[Stored data entries]

§

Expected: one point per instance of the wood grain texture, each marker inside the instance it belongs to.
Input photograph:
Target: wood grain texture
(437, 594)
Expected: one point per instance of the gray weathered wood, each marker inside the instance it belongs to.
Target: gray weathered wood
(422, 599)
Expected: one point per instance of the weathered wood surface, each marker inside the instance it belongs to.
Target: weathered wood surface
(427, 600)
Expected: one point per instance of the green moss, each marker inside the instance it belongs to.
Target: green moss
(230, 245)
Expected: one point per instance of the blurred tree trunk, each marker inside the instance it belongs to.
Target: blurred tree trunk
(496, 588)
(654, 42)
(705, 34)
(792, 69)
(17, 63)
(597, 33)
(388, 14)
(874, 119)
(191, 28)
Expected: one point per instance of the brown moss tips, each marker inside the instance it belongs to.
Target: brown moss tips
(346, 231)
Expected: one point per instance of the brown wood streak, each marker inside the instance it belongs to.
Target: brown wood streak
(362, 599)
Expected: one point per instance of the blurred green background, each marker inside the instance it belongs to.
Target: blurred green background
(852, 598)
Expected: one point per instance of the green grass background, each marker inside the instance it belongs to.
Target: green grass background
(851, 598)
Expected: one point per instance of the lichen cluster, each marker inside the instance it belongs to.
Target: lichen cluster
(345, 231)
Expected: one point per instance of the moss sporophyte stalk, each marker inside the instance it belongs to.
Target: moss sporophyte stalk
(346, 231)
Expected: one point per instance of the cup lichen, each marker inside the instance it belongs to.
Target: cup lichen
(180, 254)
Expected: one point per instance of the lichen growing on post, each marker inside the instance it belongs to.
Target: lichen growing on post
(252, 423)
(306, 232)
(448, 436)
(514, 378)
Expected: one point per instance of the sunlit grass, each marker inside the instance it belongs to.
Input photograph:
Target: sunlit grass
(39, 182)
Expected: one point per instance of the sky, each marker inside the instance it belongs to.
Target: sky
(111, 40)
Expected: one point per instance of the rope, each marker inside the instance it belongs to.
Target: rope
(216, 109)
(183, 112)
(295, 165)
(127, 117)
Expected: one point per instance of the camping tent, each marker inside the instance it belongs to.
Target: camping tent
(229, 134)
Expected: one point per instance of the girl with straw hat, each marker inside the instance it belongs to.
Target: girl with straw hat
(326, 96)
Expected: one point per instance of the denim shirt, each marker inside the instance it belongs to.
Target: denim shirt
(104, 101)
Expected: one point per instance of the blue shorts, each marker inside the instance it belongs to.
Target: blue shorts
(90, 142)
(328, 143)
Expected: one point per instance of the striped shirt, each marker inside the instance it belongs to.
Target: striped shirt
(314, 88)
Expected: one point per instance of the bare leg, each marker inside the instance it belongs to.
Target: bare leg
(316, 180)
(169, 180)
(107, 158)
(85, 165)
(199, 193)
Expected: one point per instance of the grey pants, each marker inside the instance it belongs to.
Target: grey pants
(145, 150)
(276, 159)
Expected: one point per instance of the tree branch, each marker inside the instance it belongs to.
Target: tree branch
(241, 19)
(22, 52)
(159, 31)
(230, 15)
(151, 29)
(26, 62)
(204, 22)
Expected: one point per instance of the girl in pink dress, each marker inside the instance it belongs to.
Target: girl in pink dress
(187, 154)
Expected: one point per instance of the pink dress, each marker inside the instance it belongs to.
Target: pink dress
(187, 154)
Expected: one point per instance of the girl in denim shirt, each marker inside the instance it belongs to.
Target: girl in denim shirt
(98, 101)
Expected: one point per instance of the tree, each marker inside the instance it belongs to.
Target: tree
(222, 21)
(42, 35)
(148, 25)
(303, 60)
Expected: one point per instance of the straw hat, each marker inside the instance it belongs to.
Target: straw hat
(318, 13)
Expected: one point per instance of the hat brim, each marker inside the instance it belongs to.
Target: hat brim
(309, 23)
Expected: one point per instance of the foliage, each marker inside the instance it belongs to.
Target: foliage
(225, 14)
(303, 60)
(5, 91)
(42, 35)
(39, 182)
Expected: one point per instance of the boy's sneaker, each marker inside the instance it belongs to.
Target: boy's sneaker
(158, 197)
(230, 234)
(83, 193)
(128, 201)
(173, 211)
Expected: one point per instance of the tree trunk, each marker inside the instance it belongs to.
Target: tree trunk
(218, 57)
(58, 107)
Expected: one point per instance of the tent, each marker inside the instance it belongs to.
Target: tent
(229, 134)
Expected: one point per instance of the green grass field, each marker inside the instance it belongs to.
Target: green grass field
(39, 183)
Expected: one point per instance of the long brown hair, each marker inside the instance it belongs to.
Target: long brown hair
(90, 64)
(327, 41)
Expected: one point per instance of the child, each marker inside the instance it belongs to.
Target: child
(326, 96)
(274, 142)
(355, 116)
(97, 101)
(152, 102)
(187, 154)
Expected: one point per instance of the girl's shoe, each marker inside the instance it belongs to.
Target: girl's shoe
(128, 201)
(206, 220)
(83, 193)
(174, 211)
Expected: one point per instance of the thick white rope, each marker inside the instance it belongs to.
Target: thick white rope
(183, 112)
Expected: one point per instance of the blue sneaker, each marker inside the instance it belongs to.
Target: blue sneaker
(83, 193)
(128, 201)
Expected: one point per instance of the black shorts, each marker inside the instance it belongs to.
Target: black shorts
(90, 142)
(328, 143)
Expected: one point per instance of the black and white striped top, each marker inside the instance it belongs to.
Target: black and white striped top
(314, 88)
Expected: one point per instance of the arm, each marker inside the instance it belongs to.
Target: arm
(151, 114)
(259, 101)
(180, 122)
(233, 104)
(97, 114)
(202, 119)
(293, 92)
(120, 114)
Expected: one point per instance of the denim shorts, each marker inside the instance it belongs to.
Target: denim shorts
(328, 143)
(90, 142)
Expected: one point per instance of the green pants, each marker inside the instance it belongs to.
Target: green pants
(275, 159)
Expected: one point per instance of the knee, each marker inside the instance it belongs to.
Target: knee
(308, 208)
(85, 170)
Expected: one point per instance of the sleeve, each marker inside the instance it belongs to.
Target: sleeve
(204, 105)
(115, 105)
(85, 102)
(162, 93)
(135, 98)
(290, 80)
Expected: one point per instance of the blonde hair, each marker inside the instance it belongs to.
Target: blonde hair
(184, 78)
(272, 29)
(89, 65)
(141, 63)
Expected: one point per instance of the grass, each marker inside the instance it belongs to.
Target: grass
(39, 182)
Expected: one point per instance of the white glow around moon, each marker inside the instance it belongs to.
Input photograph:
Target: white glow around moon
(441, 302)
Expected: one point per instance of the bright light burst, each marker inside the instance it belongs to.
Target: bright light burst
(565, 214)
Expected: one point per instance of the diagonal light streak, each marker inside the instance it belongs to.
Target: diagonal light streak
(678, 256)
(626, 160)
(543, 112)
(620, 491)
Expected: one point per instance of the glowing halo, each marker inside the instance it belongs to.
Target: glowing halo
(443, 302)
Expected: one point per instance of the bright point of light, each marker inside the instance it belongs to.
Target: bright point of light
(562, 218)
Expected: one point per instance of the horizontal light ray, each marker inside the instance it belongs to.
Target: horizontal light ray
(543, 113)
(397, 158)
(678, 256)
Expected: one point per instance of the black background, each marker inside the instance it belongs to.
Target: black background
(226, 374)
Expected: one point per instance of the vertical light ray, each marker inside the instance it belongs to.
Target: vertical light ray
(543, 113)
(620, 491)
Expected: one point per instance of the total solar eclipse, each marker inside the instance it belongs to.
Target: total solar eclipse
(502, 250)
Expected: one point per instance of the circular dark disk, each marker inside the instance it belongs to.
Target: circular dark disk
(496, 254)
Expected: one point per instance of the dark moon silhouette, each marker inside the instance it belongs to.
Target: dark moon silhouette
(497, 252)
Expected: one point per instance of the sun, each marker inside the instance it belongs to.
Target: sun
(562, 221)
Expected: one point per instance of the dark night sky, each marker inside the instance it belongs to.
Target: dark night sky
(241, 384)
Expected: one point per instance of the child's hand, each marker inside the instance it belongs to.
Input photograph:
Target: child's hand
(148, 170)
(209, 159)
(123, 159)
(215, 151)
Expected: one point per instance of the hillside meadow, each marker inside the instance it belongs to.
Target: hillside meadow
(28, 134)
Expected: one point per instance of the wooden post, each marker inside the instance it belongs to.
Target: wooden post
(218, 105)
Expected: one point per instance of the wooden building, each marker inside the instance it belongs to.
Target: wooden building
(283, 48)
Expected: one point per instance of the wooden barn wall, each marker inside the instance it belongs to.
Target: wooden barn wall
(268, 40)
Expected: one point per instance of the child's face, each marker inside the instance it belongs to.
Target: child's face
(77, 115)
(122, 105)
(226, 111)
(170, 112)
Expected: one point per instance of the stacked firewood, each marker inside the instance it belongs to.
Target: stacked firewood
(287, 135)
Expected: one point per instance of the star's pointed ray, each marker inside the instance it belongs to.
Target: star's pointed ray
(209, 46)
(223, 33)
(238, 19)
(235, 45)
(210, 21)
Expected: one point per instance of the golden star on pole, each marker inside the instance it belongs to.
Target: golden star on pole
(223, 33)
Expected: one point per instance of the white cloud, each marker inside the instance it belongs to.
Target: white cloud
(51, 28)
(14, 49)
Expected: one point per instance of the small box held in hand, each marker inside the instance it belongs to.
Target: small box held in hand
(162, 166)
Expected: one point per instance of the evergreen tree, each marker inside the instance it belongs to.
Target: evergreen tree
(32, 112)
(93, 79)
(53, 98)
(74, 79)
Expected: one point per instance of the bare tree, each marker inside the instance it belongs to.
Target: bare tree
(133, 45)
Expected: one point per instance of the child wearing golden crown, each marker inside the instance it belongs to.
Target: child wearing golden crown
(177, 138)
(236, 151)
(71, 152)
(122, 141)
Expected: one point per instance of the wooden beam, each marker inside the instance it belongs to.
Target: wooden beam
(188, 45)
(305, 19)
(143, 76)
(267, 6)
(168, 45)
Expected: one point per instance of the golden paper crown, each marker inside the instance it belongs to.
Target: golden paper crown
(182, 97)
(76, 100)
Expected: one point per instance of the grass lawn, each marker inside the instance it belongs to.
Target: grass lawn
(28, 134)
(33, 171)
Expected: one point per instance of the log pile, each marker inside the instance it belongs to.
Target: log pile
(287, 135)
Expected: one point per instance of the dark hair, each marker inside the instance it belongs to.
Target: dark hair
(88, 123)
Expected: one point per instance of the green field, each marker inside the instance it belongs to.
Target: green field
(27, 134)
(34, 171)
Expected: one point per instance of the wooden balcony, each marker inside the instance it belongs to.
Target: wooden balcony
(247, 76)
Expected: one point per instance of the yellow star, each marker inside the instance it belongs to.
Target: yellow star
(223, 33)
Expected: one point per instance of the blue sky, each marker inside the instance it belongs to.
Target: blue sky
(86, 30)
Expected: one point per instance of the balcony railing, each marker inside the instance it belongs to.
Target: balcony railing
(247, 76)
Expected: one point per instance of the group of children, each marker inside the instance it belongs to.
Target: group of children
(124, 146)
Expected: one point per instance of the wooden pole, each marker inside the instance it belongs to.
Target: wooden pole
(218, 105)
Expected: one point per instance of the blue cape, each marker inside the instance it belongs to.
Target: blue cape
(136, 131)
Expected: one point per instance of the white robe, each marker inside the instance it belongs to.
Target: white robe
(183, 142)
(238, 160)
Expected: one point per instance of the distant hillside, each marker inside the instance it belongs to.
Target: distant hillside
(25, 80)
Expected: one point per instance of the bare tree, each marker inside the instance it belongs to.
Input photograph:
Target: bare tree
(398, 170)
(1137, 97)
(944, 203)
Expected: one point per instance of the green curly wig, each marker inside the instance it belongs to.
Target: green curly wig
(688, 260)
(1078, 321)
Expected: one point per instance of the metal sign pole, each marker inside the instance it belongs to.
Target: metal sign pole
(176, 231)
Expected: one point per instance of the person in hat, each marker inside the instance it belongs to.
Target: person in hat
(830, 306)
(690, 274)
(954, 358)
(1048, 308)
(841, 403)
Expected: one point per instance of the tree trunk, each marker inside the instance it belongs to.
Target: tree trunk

§

## GOAL OF THE EXERCISE
Give back exactly the lines running from the line containing "Expected: one point per instance of the wooden balcony, each" through the end of the material above, both included, and nothing beyond them.

## RESPONSE
Expected: one point per instance of the wooden balcony, each marker inside the instance it belongs to.
Target: wooden balcony
(247, 76)
Expected: one point per instance of the yellow star, each marker inside the instance it belongs to.
Target: yellow star
(223, 33)
Expected: one point per instance of the blue sky, each marker inside the instance it belongs to.
Target: blue sky
(86, 30)
Expected: one point per instance of the balcony railing, each marker inside the instance it belongs to.
Target: balcony railing
(247, 76)
Expected: one point per instance of the group of children, each marker inside the instance it belongs to.
Target: group of children
(124, 146)
Expected: one point per instance of the wooden pole, each marker inside the instance it belongs to.
Target: wooden pole
(218, 105)
Expected: one point per instance of the blue cape, each marker inside the instance it belongs to.
Target: blue cape
(136, 131)
Expected: one point per instance of the white robe, each marker inside the instance it belongs to.
Target: white robe
(183, 142)
(238, 160)
Expected: one point per instance of the distant hillside, each marker inside the instance it belongs to.
Target: distant hillside
(25, 80)
Expected: one point per instance of the bare tree, each marker inside the instance it belongs to.
Input photograph:
Target: bare tree
(398, 170)
(1137, 97)
(944, 203)
Expected: one point per instance of the green curly wig, each marker inside the instance it belongs to.
Target: green curly wig
(688, 260)
(1078, 321)
Expected: one point per instance of the metal sign pole, each marker inside the instance it belongs to.
Target: metal sign pole
(176, 231)
Expected: one point per instance of the person in hat, each marker inside the instance it belongs to.
Target: person in hat
(830, 306)
(690, 274)
(954, 358)
(1048, 308)
(841, 403)
Expected: one point per instance of the tree trunk, each marker inside the instance it belongs to.
Target: tree trunk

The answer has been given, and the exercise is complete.